──────── GIVEN INFORMATION
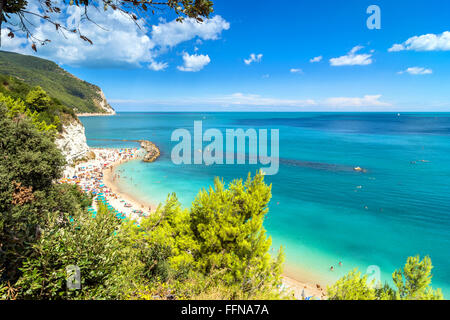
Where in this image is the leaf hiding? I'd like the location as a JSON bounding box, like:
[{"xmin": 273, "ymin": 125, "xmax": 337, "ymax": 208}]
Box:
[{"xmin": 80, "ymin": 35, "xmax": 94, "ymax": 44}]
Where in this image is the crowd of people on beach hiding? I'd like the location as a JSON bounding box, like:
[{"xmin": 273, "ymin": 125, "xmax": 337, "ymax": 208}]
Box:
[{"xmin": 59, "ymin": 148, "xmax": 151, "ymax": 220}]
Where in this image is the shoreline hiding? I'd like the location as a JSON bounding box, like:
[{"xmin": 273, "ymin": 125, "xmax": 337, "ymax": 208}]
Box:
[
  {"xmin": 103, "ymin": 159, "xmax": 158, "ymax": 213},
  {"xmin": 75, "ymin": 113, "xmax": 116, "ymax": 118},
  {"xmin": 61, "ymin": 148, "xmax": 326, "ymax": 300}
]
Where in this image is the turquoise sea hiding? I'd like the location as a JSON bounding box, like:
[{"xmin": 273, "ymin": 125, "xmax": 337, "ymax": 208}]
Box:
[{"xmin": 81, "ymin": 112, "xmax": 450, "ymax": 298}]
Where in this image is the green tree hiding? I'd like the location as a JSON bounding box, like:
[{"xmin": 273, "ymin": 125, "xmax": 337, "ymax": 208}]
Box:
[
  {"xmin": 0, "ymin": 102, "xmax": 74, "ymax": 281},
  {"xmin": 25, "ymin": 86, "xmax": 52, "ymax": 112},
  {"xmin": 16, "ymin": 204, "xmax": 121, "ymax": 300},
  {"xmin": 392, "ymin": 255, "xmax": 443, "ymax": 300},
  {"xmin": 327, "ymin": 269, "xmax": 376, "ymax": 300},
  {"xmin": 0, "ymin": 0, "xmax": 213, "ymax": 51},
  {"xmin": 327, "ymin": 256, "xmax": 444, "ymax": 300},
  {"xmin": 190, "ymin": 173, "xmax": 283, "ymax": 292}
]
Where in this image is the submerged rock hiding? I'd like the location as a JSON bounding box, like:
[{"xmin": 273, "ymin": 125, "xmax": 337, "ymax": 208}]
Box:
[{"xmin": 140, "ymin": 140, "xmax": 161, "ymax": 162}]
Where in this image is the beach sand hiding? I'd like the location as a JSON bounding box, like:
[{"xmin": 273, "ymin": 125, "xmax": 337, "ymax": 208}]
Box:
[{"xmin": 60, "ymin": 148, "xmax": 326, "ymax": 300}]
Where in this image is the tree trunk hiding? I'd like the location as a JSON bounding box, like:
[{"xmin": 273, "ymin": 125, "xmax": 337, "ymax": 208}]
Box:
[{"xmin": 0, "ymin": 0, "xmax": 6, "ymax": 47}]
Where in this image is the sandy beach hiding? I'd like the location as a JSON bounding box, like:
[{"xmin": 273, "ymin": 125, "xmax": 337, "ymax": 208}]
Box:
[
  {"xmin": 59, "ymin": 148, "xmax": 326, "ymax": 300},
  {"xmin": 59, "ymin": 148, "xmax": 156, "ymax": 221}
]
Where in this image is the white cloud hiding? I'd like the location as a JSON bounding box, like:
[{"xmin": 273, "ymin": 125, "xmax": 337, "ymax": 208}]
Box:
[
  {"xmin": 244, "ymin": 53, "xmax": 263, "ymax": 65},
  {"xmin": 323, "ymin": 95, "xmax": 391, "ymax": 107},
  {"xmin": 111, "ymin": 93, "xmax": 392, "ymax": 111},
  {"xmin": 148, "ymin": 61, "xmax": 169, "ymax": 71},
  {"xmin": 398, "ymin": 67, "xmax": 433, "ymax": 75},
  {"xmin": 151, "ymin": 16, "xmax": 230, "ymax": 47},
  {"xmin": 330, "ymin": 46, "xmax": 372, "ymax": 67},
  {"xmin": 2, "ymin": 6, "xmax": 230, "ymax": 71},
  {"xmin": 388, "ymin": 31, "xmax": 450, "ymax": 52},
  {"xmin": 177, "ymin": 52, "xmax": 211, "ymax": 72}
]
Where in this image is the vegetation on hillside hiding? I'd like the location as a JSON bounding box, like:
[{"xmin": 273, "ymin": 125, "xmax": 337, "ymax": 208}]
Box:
────────────────
WORK TO DO: Output the records above exactly; leave out the pictures.

FINAL RESULT:
Where in this image is the leaf hiding? I'd like the location as a JSON bounding box, like:
[{"xmin": 273, "ymin": 125, "xmax": 337, "ymax": 208}]
Box:
[{"xmin": 80, "ymin": 35, "xmax": 94, "ymax": 44}]
Where in this image is the crowd of people on beach hiding? I'd like the location as a JSON bounding box, like:
[{"xmin": 273, "ymin": 125, "xmax": 337, "ymax": 208}]
Box:
[{"xmin": 59, "ymin": 148, "xmax": 151, "ymax": 220}]
Where in this image is the shoreline hiding? I'd like the location as a JSON bounding box, like:
[{"xmin": 273, "ymin": 125, "xmax": 337, "ymax": 208}]
Box:
[
  {"xmin": 103, "ymin": 159, "xmax": 158, "ymax": 213},
  {"xmin": 75, "ymin": 113, "xmax": 116, "ymax": 118},
  {"xmin": 61, "ymin": 148, "xmax": 326, "ymax": 300}
]
Where in this image is the turquoise sea hiding? I'd like the location as a JSON bounding box, like:
[{"xmin": 273, "ymin": 125, "xmax": 337, "ymax": 208}]
Box:
[{"xmin": 81, "ymin": 112, "xmax": 450, "ymax": 298}]
Where in this image is the green tree hiding? I'd like the location as a JSON bounding box, like:
[{"xmin": 273, "ymin": 125, "xmax": 337, "ymax": 208}]
Box:
[
  {"xmin": 0, "ymin": 102, "xmax": 74, "ymax": 281},
  {"xmin": 25, "ymin": 86, "xmax": 52, "ymax": 112},
  {"xmin": 16, "ymin": 204, "xmax": 121, "ymax": 300},
  {"xmin": 392, "ymin": 255, "xmax": 443, "ymax": 300},
  {"xmin": 327, "ymin": 269, "xmax": 376, "ymax": 300},
  {"xmin": 0, "ymin": 0, "xmax": 213, "ymax": 51},
  {"xmin": 327, "ymin": 256, "xmax": 444, "ymax": 300},
  {"xmin": 190, "ymin": 173, "xmax": 283, "ymax": 292}
]
Where in this image is the submerged rock hiding? I'd like the location as a JSON bounding box, like:
[{"xmin": 273, "ymin": 125, "xmax": 337, "ymax": 208}]
Box:
[{"xmin": 140, "ymin": 140, "xmax": 161, "ymax": 162}]
Where in this image is the beach sand hiding? I'd like the location as a JSON bounding box, like:
[{"xmin": 273, "ymin": 125, "xmax": 337, "ymax": 208}]
Box:
[{"xmin": 60, "ymin": 148, "xmax": 326, "ymax": 300}]
Where in this image is the tree trunk hiding? I'd like the location as a JSON bounding box, like:
[{"xmin": 273, "ymin": 125, "xmax": 337, "ymax": 208}]
Box:
[{"xmin": 0, "ymin": 0, "xmax": 6, "ymax": 47}]
Where in this image is the sandy beach hiding? I'd like the location as a JSON bounding box, like:
[{"xmin": 273, "ymin": 125, "xmax": 337, "ymax": 208}]
Box:
[
  {"xmin": 59, "ymin": 148, "xmax": 326, "ymax": 300},
  {"xmin": 59, "ymin": 148, "xmax": 156, "ymax": 221}
]
Where in this image is the white cloud hiding? I'd like the location as a JSON bounding box, like:
[{"xmin": 273, "ymin": 125, "xmax": 337, "ymax": 208}]
Box:
[
  {"xmin": 244, "ymin": 53, "xmax": 263, "ymax": 65},
  {"xmin": 323, "ymin": 95, "xmax": 391, "ymax": 107},
  {"xmin": 111, "ymin": 93, "xmax": 392, "ymax": 111},
  {"xmin": 148, "ymin": 61, "xmax": 169, "ymax": 71},
  {"xmin": 398, "ymin": 67, "xmax": 433, "ymax": 75},
  {"xmin": 151, "ymin": 16, "xmax": 230, "ymax": 47},
  {"xmin": 330, "ymin": 46, "xmax": 372, "ymax": 67},
  {"xmin": 2, "ymin": 6, "xmax": 230, "ymax": 71},
  {"xmin": 388, "ymin": 31, "xmax": 450, "ymax": 52},
  {"xmin": 177, "ymin": 52, "xmax": 211, "ymax": 72}
]
Where in this image is the vegetation on hillside hiding? I'd like the location as a JSON bounding box, like:
[{"xmin": 273, "ymin": 125, "xmax": 337, "ymax": 208}]
Box:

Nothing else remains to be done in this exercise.